= What is needed =
Retype exactly, and only, the lines from the one that contains "standing person? Mark that spot." through the final line of the entries.

= Stored data entries =
────────────────────────────────────────

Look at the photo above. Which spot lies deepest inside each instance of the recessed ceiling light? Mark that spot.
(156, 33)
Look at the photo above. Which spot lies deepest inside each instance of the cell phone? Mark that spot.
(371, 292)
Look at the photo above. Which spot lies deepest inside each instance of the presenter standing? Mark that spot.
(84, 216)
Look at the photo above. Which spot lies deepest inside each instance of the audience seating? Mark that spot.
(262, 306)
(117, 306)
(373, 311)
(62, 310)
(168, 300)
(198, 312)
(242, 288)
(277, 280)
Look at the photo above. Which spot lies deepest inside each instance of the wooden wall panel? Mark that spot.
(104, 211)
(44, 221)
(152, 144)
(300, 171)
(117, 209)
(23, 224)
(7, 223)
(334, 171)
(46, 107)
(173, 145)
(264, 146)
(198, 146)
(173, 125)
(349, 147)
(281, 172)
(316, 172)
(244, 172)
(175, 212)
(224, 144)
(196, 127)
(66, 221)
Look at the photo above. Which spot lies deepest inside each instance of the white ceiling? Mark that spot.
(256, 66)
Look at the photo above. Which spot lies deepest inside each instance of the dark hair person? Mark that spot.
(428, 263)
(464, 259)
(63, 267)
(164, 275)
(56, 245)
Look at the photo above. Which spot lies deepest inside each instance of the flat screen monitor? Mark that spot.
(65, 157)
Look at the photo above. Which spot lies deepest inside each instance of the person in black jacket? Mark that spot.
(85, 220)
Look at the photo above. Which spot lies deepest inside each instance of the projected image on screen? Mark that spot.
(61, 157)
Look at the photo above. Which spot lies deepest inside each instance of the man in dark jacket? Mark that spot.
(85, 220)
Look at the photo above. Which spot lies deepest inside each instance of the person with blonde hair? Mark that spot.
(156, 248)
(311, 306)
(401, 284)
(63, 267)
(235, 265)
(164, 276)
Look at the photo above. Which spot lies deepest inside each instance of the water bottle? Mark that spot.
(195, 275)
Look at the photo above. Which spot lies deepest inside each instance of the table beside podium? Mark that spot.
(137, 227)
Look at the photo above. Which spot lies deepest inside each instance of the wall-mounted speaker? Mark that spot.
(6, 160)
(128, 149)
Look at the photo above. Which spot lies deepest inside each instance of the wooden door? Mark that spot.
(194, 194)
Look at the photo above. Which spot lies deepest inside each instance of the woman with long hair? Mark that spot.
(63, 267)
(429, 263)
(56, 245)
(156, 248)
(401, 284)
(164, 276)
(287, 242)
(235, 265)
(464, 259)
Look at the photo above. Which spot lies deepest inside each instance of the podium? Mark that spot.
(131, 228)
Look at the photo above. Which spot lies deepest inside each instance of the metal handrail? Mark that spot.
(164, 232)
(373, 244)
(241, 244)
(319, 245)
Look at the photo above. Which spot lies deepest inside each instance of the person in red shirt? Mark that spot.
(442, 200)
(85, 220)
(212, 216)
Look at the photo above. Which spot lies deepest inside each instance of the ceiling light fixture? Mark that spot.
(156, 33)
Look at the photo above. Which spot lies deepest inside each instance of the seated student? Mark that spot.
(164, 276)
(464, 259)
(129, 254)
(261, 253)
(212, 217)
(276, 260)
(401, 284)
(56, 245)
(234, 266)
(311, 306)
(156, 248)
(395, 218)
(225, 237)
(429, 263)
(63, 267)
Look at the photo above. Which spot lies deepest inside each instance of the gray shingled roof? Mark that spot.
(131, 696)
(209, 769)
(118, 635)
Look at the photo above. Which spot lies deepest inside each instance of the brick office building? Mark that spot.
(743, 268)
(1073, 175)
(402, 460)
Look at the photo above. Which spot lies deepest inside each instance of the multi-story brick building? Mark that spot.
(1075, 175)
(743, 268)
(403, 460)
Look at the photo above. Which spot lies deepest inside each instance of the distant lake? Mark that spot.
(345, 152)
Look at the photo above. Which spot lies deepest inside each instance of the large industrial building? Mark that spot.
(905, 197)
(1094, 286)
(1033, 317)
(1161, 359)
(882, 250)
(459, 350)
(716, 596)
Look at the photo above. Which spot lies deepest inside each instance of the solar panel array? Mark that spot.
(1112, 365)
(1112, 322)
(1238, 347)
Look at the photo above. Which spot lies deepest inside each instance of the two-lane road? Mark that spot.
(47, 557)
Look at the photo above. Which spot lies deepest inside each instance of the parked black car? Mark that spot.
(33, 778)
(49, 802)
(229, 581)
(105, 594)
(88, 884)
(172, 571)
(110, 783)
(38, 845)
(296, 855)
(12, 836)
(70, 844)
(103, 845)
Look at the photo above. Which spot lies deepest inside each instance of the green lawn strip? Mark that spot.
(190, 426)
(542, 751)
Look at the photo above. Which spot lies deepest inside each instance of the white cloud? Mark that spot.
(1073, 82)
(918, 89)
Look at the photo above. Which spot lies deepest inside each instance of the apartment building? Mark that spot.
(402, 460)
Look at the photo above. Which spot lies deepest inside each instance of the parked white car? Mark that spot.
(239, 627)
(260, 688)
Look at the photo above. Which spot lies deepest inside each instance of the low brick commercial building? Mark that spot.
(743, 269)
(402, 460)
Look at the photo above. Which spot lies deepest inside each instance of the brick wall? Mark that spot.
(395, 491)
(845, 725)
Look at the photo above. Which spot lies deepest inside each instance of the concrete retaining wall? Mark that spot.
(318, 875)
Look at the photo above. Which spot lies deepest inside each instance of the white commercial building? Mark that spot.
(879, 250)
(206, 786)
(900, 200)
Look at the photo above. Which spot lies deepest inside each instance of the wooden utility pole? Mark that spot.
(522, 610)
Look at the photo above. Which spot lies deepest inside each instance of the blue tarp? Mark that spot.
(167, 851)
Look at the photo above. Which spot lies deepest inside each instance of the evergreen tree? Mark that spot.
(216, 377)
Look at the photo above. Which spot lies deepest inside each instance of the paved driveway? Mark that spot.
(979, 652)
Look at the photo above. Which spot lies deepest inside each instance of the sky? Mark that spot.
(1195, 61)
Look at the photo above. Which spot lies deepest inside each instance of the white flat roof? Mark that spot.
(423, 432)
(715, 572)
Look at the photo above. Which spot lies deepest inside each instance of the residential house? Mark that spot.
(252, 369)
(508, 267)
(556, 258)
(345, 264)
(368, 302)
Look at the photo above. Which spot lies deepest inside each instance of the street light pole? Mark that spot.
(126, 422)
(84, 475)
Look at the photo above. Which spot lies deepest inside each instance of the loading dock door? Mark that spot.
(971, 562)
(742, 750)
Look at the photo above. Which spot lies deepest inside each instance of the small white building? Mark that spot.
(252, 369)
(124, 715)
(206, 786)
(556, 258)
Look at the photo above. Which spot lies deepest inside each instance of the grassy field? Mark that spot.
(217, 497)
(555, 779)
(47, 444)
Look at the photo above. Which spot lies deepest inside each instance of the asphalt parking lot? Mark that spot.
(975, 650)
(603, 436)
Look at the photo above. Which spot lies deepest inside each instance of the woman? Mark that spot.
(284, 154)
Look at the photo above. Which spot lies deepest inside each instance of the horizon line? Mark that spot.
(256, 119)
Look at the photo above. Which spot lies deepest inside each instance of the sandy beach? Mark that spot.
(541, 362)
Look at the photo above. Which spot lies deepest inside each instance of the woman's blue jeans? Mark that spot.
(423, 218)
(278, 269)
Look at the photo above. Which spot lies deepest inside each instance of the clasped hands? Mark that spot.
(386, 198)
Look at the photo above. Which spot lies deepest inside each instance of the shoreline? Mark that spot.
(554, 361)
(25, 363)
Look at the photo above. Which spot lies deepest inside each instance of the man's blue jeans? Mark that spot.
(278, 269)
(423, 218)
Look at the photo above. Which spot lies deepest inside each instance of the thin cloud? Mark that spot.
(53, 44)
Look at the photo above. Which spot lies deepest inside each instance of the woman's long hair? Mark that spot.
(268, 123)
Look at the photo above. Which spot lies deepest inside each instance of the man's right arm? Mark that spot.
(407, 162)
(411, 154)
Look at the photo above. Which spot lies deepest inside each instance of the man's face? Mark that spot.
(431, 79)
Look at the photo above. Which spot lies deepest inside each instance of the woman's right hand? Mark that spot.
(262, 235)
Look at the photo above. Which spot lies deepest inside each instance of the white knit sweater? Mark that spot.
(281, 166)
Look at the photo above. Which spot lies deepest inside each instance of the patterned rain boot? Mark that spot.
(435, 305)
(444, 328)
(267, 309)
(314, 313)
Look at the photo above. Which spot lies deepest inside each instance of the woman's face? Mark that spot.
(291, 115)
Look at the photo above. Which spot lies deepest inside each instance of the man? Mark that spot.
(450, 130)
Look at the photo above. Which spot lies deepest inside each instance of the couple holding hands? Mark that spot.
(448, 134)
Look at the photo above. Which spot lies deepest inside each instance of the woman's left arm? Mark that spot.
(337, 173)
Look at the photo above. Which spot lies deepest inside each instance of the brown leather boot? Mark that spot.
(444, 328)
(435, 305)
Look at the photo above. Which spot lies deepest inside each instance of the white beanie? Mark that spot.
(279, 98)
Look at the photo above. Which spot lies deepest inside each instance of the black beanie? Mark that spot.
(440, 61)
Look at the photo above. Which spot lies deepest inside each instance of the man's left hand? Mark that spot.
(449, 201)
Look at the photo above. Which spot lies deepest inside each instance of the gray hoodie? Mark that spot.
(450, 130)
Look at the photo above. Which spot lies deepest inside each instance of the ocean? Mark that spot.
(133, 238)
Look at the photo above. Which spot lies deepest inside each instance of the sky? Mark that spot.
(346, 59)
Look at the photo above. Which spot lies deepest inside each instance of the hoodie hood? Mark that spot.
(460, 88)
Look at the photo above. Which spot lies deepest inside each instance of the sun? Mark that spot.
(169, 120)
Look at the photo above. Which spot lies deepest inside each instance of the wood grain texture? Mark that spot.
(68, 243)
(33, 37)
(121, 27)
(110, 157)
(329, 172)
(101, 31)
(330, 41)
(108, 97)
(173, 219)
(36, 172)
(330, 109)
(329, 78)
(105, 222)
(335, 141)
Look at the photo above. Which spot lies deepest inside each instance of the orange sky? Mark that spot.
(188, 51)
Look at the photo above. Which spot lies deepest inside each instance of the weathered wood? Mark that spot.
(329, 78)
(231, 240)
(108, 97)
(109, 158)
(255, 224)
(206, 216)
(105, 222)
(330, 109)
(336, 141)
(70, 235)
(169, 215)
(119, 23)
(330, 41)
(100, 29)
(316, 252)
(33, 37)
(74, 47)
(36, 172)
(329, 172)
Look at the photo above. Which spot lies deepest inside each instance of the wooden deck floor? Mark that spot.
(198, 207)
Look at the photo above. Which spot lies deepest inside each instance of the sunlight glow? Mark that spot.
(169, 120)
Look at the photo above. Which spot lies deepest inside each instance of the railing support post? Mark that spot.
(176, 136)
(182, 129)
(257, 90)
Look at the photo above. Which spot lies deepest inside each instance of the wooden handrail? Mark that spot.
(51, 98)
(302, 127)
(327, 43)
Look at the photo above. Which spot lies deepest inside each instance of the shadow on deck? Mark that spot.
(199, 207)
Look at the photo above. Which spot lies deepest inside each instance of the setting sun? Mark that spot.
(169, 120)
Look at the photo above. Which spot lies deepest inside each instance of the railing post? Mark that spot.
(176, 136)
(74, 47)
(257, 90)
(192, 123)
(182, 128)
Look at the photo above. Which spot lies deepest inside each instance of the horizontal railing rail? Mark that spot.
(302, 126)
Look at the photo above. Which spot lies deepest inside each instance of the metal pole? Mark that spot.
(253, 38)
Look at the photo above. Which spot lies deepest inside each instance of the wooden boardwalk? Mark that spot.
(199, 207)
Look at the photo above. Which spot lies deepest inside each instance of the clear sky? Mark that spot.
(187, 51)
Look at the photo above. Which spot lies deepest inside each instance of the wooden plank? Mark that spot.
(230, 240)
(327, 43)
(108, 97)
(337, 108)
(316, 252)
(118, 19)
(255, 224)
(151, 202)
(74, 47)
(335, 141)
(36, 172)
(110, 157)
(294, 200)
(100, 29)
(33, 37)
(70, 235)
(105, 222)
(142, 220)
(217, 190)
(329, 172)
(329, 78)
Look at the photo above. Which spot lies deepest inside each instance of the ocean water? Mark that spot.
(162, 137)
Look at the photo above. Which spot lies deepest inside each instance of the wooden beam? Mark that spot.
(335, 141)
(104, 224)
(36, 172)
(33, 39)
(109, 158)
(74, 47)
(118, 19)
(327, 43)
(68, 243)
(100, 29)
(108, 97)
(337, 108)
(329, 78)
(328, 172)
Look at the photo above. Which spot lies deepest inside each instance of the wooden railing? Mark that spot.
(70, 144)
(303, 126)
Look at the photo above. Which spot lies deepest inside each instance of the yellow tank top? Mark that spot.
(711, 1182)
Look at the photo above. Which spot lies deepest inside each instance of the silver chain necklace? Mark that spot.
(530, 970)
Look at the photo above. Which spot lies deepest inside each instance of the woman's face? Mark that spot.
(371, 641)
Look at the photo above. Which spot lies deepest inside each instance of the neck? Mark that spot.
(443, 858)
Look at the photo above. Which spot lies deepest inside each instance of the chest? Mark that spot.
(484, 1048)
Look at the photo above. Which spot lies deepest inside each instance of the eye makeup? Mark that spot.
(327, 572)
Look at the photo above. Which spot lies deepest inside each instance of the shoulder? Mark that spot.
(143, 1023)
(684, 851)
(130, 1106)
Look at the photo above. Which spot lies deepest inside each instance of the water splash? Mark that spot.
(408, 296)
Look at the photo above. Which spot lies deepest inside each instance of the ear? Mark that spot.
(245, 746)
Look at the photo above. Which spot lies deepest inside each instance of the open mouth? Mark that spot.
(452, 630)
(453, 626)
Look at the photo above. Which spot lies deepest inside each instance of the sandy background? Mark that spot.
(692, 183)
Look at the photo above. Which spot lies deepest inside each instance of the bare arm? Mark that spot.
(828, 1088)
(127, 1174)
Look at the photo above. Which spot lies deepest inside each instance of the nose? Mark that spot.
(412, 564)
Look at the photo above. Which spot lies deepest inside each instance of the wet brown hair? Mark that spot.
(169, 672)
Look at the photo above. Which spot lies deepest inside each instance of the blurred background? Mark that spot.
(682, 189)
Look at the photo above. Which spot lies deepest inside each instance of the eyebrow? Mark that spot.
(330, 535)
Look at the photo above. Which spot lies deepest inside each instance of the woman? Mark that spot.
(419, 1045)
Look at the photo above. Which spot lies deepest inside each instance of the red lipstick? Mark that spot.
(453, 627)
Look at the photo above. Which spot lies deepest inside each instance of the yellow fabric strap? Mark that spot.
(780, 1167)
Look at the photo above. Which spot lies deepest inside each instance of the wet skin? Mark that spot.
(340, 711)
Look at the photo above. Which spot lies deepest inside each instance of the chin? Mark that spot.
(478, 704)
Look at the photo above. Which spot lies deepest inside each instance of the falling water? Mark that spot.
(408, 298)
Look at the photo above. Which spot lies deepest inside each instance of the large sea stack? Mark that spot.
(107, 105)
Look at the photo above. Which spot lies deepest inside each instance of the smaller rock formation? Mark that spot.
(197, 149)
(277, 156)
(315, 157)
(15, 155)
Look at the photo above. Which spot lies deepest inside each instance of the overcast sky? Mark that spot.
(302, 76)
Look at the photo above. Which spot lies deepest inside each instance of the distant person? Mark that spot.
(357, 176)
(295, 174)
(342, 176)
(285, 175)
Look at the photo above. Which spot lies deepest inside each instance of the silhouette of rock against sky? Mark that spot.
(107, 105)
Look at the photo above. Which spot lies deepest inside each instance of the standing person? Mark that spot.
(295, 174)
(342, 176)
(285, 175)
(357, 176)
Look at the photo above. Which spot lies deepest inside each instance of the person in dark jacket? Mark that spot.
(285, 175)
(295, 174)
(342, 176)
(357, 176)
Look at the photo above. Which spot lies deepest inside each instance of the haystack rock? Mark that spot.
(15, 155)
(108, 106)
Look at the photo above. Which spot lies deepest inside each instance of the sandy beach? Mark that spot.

────────────────────────────────────────

= Result of the exercise =
Look at the photo above. Which spot lies deepest inside each instance of the standing person? Mark that spot.
(295, 174)
(342, 176)
(285, 175)
(357, 176)
Look at the photo above. Which spot lies deepest inside each instance of the person in dark jacket? Mark that spot.
(285, 175)
(295, 174)
(342, 176)
(357, 176)
Look at the photo above. Which spot lies deepest inside each instance of the haystack rock? Mark that spot.
(15, 155)
(108, 106)
Look at the photo above. Which spot lies deepest inside each instance of the sandy beach? Mark that spot.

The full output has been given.